─── Text for analysis ───

He was selected from a field of eight candidates in a nation-wide hunt by one of Canada’s leading executive search firms, Ray & Berndtson.


Demmings was president of Site Selection Canada, his consulting company offering site selection services to technology companies seeking to expand in Canada.


Prior to that, Demmings held executive vice president positions at Access Manitoba and the Manitoba Call Centre Team, a successful Winnipeg-based public-private corporation focused on the growth of the call centre industry.

Upon leaving that initiative in 2001, the Manitoba call centre industry workforce numbered more than 12,000 employees.


Demmings says he’s had extensive experience dealing with economic development officers across Canada, giving him a nation-wide perspective on how organizations function.


From his consultancy practice, he developed a network of associates in knowledge-based business.


“When I needed to develop partnerships or relationships, it was an e-mail or phone call away. It was based on networking.”


Early in the selection process, TBCEDC chairman Ed Schmidtke said it was important to hire someone with a proven track record in business recruitment and retention.


Schmidtke says Demmings’ work certainly fits the bill.


“One of the things we liked about Steve was his collaborative approach,” says Schmidtke.


Demmings says it was an easy decision to place roots in Thunder Bay.

─── Listed entries ───

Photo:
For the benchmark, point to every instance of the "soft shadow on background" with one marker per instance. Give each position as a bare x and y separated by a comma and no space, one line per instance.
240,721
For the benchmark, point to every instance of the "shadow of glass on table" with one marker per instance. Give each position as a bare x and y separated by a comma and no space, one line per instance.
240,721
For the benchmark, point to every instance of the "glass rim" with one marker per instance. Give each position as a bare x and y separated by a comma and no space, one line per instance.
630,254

───
─── Listed entries ───

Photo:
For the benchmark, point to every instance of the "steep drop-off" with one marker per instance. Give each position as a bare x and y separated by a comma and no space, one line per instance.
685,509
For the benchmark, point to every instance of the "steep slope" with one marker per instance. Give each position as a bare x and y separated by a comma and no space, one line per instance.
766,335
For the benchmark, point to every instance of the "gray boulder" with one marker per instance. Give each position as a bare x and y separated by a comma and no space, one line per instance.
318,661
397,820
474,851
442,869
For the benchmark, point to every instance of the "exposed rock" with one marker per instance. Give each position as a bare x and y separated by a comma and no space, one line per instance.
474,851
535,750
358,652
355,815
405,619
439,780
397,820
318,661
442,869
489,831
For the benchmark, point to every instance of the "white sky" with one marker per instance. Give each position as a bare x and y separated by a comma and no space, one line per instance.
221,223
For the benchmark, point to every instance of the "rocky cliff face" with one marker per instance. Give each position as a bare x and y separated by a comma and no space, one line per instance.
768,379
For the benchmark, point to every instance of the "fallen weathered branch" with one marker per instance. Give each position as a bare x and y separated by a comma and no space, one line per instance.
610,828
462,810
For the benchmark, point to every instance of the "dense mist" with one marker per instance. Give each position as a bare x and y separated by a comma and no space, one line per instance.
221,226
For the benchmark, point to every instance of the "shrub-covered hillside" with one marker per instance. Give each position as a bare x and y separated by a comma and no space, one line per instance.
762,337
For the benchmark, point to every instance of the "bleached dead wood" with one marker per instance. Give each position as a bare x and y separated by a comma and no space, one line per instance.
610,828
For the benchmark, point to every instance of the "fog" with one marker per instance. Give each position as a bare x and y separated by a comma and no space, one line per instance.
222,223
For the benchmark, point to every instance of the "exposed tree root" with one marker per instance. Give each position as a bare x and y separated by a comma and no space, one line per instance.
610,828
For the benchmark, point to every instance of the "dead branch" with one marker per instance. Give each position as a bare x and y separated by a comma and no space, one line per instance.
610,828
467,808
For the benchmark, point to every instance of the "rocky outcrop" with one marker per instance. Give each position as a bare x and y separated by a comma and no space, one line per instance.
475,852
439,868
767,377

───
─── Listed entries ───

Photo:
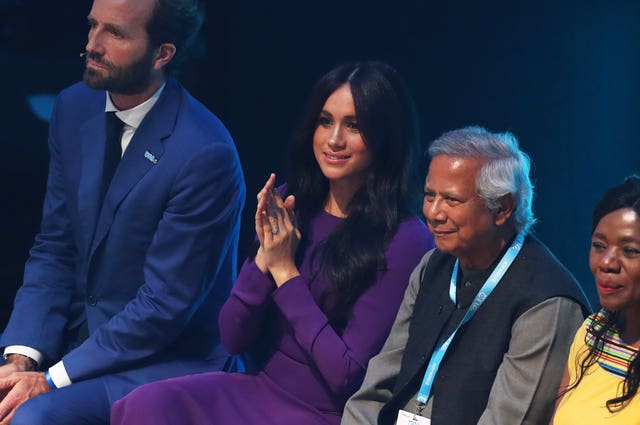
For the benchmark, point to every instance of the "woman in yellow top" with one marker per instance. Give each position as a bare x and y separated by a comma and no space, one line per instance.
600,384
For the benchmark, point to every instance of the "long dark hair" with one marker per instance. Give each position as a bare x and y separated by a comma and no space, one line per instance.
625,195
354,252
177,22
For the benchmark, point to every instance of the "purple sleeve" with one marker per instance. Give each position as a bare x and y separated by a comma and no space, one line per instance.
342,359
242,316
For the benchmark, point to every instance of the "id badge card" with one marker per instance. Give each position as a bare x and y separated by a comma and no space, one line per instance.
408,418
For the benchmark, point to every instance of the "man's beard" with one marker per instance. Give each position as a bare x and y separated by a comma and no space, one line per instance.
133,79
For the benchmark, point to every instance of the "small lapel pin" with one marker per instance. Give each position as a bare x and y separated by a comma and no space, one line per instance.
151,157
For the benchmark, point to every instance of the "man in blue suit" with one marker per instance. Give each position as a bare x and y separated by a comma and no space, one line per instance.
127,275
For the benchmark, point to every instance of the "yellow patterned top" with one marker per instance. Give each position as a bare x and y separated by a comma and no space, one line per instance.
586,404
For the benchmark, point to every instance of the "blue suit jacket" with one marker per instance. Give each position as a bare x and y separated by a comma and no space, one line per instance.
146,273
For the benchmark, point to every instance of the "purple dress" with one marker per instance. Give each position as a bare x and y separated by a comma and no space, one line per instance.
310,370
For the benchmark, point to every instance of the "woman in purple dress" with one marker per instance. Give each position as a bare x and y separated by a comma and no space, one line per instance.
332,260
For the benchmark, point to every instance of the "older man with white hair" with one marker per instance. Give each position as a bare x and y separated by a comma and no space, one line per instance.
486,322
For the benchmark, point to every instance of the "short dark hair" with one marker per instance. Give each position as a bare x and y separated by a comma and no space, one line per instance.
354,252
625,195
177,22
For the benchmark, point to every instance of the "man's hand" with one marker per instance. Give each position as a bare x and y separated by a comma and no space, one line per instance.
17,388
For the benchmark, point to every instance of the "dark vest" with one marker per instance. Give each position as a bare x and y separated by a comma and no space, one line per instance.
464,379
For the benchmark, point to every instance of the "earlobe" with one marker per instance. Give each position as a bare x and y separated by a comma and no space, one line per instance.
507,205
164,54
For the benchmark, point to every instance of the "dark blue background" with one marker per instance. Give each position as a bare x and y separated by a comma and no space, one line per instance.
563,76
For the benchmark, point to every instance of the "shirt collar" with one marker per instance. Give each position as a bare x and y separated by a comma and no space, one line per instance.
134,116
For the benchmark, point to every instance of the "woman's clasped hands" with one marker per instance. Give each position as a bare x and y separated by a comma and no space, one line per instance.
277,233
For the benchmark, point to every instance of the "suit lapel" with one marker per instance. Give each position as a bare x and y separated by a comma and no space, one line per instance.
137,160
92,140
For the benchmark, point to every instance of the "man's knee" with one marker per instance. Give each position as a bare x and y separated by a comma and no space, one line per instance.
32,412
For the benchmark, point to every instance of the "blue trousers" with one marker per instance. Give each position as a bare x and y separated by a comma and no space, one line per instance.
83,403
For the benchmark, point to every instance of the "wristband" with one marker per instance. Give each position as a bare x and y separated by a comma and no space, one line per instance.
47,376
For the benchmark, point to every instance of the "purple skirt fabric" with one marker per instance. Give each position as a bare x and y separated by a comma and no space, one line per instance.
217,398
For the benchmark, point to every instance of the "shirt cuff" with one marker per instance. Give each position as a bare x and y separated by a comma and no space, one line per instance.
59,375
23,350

───

* Problem: Carry on the article about Steve Demmings' selection from the point where it stops. The listing comes from a different source than the article.

* Exercise output:
He is familiar with the city as his wife, Barbara, was raised in Thunder Bay, and the couple has vacationed in the area for more than a dozen years.


Demmings says it was clear from the City of Thunder Bay’s advisement in the Globe and Mail, local decision makers were sending a “strong signal” to aggressively pursue and retain an outside consultant.


The commission was created last summer by the City of Thunder Bay as an arm’s length entity, free from any political interference.


Schmidtke was hoping that was enough incentive to attract some top-notch talent.


Although Demmings will report to a nine-member commission, he will have much latitude and a clean slate to structure the development entity from scratch, make all operational decisions and develop a strategic approach.


“It’s going to be our desire to give lots of autonomy to him to do those things because he is the hired professional,” says Schmidtke. “The details of that governance is something we plan to go through as soon as he’s got a feel for the community and the job at hand.”


The commission includes six members from the business and labour community along with three politicians including Mayor Lynn Peterson and two councillors.


Peterson said last fall it was important the commission be a “project-driven, business-lead and a community-supported” organization.


Those elements were missing in previous economic development work especially when the waterfront redevelopment issue six years ago became highly politicized with plenty of council intervention.


Demmings says he’s excited and impressed by the local commitment to change, by potential new start-up businesses and home-grown expertise and advances in the medical and biotechnology research fields.


While northwestern Ontario’s forestry industry is floundering, Demmings says mill closures need to be viewed from a national perspective. More than 100 pulp mills have closed across Canada in the last half dozen years and other industrial sectors including automotive and manufacturing are enduring hard times.


“Thunder Bay is not unique,” says Demmings mentioning mill towns like Rimouski, Que.; Bathurst, N.B.; and Corner Brook, N.S. “It is a national issue,” requiring collaborations at all levels of government to create greater industry efficiencies and build more spinoff business.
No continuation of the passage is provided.